SKIP_DIRS = {"node_modules", ".git", "__pycache__", "venv", ".venv", "dist", "build", ".tox", ".mypy_cache"}
SKIP_FILES = {"test_", "conftest", "setup", "__init__", "manage", "wsgi", "asgi"}


@dataclass
class FunctionInfo:
    name: str
    file_path: str
    line_number: int
    class_name: Optional[str] = None
    args: list = field(default_factory=list)
    is_async: bool = False
    docstring: Optional[str] = None
    has_return: bool = False
    has_try_except: bool = False
    decorators: list = field(default_factory=list)


def scan_file(filepath: Path) -> list[FunctionInfo]:
    """Extract function definitions from a Python file."""
    try:
        source = filepath.read_text(errors="ignore")
        tree = ast.parse(source, filename=str(filepath))
    except (SyntaxError, UnicodeDecodeError):
        return []

    functions = []
    current_class = None

    for node in ast.walk(tree):
        if isinstance(node, ast.ClassDef):
            current_class = node.name
            continue

        if not isinstance(node, (ast.FunctionDef, ast.AsyncFunctionDef)):
            continue

        # Skip private/internal functions
        if node.name.startswith("_") and node.name != "__init__":
            continue

        # Extract args (skip 'self')
        args = [arg.arg for arg in node.args.args if arg.arg != "self"]

        # Check for return statements
        has_return = any(
            isinstance(n, ast.Return) and n.value is not None
            for n in ast.walk(node)
        )

        # Check for try/except
        has_try_except = any(
            isinstance(n, ast.Try)
            for n in ast.walk(node)
        )

        # Extract decorators
        decorators = []
        for dec in node.decorator_list:
            if isinstance(dec, ast.Name):
                decorators.append(dec.id)
            elif isinstance(dec, ast.Attribute):
                decorators.append(dec.attr)

        # Docstring
        docstring = ast.get_docstring(node)

        functions.append(FunctionInfo(
            name=node.name,
            file_path=str(filepath),
            line_number=node.lineno,
            class_name=current_class,
            args=args,
            is_async=isinstance(node, ast.AsyncFunctionDef),
            docstring=docstring,
            has_return=has_return,
            has_try_except=has_try_except,
            decorators=decorators,
        ))

        current_class = None  # Reset after function

    return functions


def scan_repo(repo_path: Path) -> list[FunctionInfo]:
    """Scan all Python files in a repo."""
    all_functions = []

    for root, dirs, files in os.walk(repo_path):
        dirs[:] = [d for d in dirs if d not in SKIP_DIRS]
        for fname in sorted(files):
            if not fname.endswith(".py"):
                continue
            if any(fname.startswith(skip) for skip in SKIP_FILES):
                continue

            filepath = Path(root) / fname
            functions = scan_file(filepath)
            all_functions.extend(functions)

● Work required: Can you write out the Python code above, starting at "def scan_repo(repo_path: Path)" and ending at "functions = scan_file(filepath)", with every character unchanged?

Dataset entries:
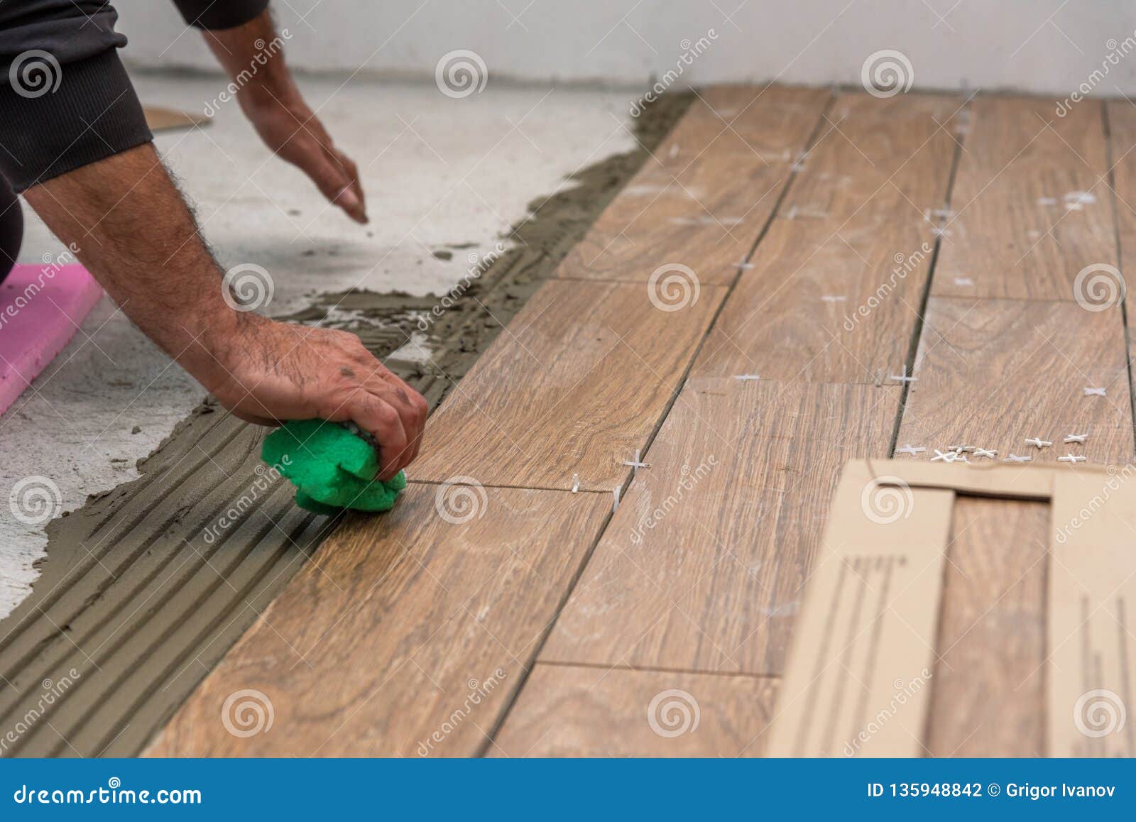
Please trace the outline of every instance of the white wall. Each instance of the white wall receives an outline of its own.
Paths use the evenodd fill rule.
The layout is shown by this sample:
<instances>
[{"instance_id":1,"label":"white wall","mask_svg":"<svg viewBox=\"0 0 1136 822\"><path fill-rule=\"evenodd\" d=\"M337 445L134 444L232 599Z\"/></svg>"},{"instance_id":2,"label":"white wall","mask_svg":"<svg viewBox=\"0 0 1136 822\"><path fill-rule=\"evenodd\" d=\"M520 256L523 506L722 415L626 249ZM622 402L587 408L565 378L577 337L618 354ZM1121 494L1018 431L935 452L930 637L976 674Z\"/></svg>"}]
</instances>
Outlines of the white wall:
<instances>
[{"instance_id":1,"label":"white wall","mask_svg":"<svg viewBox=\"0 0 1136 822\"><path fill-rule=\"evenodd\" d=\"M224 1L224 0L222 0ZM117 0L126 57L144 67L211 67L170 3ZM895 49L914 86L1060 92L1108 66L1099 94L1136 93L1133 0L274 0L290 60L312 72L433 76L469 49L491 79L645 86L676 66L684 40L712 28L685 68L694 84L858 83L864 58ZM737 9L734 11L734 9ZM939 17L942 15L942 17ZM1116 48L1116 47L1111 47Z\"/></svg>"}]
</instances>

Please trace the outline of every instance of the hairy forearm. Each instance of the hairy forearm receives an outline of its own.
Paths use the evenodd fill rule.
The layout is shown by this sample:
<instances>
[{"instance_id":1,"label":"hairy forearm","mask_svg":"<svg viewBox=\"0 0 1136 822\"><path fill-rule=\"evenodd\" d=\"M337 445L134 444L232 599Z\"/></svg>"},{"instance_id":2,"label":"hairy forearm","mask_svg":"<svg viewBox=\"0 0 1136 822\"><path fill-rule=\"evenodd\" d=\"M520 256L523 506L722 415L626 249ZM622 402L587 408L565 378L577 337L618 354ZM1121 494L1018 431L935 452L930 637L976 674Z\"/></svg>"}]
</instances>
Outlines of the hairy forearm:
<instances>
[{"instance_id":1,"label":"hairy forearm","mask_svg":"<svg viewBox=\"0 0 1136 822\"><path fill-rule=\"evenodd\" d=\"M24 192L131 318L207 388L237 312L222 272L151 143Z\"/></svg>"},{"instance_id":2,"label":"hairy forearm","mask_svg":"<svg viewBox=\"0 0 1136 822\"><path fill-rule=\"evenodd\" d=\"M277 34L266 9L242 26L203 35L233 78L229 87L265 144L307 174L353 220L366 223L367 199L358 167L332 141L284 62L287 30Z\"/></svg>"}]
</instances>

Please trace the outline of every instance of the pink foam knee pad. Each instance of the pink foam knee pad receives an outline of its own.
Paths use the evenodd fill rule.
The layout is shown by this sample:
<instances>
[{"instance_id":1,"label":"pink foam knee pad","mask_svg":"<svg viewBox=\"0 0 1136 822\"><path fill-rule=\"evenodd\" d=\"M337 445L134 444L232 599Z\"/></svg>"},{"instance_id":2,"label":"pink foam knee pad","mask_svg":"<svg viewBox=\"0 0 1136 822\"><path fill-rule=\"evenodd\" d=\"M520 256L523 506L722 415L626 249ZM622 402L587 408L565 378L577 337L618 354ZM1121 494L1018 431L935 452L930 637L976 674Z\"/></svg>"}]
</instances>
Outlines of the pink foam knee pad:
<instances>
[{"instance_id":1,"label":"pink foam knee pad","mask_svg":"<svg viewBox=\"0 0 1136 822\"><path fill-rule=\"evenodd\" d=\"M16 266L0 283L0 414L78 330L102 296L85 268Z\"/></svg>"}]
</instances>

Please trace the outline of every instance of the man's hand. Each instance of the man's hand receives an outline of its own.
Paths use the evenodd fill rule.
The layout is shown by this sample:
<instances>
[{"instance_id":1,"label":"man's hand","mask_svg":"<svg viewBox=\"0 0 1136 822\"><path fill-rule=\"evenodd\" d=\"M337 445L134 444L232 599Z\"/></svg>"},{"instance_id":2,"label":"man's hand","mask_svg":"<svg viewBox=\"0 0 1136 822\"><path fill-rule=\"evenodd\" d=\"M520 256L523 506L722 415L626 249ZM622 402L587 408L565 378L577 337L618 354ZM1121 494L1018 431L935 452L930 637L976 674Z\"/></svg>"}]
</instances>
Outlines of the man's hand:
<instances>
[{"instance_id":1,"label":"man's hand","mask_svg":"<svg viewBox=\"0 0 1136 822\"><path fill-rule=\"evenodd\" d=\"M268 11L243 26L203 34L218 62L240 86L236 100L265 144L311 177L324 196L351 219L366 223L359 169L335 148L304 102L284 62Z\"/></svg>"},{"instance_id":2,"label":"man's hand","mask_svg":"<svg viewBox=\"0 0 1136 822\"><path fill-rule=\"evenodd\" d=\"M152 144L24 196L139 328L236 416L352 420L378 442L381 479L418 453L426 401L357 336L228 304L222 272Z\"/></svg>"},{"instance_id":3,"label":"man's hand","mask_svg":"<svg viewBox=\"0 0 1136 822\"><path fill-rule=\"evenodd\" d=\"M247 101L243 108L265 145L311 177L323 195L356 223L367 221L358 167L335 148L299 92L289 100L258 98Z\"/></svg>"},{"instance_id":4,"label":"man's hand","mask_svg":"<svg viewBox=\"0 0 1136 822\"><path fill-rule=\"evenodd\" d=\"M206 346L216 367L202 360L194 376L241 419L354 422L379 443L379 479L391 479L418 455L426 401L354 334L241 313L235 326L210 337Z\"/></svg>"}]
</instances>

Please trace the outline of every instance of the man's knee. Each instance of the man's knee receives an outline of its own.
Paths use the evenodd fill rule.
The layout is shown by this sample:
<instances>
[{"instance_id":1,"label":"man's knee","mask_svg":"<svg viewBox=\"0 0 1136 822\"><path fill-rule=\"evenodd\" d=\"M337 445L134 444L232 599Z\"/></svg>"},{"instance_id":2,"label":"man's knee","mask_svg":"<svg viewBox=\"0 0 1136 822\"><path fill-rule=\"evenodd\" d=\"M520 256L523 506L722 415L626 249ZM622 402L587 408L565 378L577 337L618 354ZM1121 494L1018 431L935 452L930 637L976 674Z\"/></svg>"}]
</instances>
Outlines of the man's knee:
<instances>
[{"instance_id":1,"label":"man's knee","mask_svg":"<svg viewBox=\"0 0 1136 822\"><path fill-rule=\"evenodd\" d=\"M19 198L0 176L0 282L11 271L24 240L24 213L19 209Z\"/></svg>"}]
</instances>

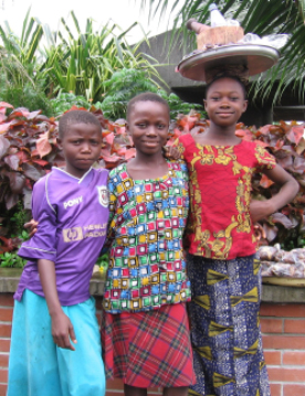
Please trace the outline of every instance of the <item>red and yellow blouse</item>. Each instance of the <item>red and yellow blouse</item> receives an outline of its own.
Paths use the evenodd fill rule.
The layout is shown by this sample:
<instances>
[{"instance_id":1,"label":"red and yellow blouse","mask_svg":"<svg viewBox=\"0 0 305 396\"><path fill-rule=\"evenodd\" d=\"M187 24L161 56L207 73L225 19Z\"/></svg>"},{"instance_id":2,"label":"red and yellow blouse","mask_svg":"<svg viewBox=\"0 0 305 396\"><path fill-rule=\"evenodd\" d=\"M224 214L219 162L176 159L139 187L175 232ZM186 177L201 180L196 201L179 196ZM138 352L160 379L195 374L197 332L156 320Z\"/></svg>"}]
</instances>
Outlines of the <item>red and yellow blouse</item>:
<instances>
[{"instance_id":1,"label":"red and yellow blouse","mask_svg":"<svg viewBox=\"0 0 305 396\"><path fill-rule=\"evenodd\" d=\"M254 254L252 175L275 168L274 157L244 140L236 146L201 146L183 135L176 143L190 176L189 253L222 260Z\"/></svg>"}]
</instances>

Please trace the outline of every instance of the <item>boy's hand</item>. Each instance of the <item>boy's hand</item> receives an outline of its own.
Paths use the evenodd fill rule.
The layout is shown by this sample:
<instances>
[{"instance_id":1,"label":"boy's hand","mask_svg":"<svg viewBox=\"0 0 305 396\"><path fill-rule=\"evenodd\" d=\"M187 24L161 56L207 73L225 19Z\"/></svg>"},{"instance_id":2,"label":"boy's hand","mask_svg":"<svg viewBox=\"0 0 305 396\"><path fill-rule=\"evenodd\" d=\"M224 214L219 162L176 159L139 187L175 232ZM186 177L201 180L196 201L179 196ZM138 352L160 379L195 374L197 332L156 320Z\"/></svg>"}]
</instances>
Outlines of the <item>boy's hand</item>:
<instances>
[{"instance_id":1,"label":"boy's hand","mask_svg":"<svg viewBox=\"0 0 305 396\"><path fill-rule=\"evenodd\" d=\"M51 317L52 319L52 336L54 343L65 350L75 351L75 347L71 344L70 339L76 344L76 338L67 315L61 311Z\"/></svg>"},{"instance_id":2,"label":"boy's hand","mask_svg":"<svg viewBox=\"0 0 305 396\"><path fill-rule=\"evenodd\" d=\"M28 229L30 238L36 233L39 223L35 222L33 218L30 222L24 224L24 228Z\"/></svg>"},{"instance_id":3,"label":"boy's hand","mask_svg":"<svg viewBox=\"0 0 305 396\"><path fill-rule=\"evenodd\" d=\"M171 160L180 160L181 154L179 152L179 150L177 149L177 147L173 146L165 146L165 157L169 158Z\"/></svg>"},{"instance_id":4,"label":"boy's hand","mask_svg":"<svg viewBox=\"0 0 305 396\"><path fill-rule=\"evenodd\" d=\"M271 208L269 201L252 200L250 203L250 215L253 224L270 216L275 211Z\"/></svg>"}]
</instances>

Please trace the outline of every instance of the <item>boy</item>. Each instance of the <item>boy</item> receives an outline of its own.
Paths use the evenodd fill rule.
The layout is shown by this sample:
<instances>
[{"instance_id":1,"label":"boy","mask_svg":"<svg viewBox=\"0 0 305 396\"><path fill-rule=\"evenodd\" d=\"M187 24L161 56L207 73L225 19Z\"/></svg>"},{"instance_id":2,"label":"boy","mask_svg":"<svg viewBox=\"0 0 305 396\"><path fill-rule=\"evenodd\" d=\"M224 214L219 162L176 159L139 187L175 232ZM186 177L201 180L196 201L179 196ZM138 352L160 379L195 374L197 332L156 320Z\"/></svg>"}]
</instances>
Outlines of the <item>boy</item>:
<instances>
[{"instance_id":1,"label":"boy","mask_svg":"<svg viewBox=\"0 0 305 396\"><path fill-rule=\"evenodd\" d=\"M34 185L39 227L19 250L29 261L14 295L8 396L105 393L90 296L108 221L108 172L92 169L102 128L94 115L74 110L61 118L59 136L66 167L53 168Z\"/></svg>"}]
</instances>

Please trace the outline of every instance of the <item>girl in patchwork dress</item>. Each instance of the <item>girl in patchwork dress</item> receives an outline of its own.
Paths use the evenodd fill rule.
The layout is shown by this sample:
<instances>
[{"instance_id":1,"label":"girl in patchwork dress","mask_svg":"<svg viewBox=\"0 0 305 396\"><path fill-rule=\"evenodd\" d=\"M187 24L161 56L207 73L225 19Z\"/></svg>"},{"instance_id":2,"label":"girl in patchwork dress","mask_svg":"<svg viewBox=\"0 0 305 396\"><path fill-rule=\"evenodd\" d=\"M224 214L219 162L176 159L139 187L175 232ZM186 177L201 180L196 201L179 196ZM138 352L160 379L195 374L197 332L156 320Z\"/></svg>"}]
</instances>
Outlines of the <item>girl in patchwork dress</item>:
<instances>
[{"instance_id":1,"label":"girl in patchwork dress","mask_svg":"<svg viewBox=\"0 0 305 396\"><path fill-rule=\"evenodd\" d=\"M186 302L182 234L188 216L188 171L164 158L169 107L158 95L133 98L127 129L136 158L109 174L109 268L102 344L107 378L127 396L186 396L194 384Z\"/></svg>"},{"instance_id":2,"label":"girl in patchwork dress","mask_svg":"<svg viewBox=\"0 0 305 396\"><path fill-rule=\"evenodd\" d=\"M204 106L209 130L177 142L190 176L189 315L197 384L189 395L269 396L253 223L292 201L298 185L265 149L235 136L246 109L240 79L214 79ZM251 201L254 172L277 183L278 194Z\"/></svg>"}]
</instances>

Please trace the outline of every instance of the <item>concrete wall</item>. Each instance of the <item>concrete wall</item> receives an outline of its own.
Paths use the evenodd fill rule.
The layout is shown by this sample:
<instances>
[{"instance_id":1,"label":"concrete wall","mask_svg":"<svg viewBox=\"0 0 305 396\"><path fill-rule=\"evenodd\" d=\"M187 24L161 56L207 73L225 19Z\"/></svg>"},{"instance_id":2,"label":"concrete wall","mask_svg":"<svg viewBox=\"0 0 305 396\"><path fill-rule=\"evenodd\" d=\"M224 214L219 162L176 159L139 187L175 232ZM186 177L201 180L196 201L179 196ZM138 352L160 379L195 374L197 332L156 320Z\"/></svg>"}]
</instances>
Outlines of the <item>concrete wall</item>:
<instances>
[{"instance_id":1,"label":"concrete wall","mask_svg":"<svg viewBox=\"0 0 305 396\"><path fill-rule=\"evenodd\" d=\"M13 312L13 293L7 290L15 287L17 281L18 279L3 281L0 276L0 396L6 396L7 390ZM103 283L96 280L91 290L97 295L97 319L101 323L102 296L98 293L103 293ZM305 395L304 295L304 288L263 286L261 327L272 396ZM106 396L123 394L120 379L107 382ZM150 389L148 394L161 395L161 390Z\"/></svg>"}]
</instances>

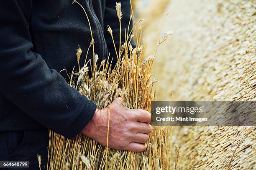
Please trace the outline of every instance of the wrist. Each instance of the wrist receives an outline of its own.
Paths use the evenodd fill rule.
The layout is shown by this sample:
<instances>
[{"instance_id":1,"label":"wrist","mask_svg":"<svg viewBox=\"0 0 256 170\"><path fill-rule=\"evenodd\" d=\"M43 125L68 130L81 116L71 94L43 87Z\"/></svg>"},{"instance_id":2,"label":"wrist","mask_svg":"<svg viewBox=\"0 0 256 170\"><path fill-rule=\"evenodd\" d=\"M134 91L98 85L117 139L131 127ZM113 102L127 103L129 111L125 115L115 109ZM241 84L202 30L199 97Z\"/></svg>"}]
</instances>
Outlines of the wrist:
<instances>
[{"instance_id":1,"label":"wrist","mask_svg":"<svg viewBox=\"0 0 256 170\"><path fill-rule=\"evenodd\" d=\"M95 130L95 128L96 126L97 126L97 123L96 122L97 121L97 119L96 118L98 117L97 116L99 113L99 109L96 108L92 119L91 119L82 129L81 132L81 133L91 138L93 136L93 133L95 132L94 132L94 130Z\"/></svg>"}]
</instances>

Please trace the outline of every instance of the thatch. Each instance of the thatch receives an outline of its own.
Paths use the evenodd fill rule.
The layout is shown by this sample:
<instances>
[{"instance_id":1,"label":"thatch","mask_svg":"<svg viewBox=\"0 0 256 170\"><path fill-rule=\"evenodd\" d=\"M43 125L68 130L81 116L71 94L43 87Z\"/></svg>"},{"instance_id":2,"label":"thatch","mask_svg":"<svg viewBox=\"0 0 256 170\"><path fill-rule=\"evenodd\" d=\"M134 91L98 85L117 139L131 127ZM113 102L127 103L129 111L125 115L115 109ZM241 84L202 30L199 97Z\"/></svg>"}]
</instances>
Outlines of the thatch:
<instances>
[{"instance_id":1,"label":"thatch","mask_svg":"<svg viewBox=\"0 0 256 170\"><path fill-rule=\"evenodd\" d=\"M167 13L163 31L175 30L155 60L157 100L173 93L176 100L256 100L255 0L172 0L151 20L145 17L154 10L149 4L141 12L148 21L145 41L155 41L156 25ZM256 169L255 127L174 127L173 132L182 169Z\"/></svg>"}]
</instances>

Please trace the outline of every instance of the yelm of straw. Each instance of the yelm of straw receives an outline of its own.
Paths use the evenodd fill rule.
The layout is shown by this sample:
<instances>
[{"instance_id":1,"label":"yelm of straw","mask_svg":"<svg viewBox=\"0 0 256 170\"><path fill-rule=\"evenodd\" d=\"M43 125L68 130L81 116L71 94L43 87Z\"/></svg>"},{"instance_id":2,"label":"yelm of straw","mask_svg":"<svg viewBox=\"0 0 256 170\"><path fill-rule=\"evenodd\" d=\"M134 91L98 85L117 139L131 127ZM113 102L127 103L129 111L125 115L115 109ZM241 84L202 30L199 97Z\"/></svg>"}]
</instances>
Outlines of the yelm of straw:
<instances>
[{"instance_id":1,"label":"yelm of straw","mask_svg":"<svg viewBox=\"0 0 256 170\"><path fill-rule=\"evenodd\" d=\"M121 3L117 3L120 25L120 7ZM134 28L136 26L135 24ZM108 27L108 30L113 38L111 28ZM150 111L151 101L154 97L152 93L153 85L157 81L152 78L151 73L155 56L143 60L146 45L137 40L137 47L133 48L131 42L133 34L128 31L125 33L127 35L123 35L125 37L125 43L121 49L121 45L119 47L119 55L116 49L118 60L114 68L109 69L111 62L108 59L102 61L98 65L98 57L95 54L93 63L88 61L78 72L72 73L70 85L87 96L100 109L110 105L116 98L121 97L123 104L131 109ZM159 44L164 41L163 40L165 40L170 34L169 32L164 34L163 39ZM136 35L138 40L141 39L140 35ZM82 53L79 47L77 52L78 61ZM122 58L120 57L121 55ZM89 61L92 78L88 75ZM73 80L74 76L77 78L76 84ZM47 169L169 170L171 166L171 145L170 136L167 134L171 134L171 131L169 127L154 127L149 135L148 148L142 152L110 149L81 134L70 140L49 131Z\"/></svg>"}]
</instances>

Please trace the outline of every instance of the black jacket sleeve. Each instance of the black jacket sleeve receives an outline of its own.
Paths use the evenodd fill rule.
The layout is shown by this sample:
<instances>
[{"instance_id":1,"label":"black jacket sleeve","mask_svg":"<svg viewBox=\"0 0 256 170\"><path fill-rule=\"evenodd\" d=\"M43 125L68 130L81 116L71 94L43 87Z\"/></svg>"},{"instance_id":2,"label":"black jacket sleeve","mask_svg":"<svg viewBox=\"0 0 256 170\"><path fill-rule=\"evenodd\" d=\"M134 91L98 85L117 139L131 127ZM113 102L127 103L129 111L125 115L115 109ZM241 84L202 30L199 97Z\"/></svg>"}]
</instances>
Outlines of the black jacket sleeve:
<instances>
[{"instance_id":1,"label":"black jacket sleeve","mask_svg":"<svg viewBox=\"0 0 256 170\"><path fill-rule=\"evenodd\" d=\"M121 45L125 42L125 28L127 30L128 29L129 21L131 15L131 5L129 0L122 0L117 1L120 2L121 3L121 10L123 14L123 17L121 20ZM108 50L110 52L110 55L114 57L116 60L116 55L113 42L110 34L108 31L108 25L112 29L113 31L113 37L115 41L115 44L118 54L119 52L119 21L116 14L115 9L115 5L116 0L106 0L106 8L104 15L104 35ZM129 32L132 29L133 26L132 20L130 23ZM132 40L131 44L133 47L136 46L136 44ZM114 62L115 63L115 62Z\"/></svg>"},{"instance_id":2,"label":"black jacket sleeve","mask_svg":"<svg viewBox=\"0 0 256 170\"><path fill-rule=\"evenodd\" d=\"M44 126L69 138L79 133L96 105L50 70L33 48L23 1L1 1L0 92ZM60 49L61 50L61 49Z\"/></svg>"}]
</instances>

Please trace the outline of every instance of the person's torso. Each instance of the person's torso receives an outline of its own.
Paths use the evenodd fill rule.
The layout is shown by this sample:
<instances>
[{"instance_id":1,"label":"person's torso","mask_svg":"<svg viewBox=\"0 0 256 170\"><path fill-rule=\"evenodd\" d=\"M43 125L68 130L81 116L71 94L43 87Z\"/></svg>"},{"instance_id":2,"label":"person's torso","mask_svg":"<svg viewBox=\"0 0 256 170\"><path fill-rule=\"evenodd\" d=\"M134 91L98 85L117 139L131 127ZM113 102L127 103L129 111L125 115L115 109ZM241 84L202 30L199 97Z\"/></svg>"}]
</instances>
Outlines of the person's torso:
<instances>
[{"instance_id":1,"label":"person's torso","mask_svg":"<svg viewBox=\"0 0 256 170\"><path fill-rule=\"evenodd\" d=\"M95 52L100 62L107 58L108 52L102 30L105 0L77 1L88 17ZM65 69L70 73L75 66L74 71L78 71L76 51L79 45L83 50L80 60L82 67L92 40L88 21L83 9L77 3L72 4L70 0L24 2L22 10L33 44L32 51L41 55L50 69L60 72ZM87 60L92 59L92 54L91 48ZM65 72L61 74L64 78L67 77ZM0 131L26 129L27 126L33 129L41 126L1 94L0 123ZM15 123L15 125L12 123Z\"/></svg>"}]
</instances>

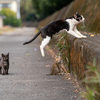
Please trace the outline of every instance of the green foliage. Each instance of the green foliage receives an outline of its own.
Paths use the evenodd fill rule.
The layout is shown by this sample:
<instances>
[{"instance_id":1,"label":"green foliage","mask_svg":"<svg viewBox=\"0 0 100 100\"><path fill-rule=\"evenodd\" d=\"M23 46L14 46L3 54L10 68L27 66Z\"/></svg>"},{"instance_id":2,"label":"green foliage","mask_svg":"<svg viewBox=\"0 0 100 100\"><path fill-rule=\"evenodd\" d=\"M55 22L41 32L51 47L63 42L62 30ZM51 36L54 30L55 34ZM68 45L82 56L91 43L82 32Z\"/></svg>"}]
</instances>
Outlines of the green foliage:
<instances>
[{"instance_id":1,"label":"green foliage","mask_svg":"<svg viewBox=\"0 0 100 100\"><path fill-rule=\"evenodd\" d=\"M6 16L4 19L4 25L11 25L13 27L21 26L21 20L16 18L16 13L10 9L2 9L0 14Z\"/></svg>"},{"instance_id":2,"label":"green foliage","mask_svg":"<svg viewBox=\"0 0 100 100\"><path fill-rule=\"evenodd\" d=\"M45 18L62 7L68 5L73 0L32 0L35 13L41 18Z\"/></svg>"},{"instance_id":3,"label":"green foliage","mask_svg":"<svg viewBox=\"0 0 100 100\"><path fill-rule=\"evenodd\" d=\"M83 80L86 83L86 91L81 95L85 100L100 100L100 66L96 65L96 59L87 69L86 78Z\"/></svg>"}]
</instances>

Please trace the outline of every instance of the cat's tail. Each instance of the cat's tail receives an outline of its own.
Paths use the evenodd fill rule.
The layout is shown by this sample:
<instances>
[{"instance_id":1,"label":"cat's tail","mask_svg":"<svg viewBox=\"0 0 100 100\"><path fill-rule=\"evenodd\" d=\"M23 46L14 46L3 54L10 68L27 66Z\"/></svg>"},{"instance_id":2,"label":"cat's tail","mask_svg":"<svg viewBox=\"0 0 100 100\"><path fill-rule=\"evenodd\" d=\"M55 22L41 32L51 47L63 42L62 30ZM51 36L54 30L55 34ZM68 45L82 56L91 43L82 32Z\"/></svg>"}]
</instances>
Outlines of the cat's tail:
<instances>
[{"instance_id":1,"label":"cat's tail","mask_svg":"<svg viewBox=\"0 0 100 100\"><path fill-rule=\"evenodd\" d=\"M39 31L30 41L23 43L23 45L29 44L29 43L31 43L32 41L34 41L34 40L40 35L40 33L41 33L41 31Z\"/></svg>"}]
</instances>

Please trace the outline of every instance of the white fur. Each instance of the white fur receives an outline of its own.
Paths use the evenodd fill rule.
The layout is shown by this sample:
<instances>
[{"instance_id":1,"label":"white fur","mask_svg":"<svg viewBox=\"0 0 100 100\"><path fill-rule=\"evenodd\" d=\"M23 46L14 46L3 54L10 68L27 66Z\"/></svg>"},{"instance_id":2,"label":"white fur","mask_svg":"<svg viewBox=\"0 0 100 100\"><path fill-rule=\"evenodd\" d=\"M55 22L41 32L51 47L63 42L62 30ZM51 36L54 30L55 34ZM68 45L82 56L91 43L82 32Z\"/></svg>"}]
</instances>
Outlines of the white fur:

● Finished exercise:
def scan_repo(repo_path: Path) -> list[FunctionInfo]:
    """Scan all Python files in a repo."""
    all_functions = []

    for root, dirs, files in os.walk(repo_path):
        dirs[:] = [d for d in dirs if d not in SKIP_DIRS]
        for fname in sorted(files):
            if not fname.endswith(".py"):
                continue
            if any(fname.startswith(skip) for skip in SKIP_FILES):
                continue

            filepath = Path(root) / fname
            functions = scan_file(filepath)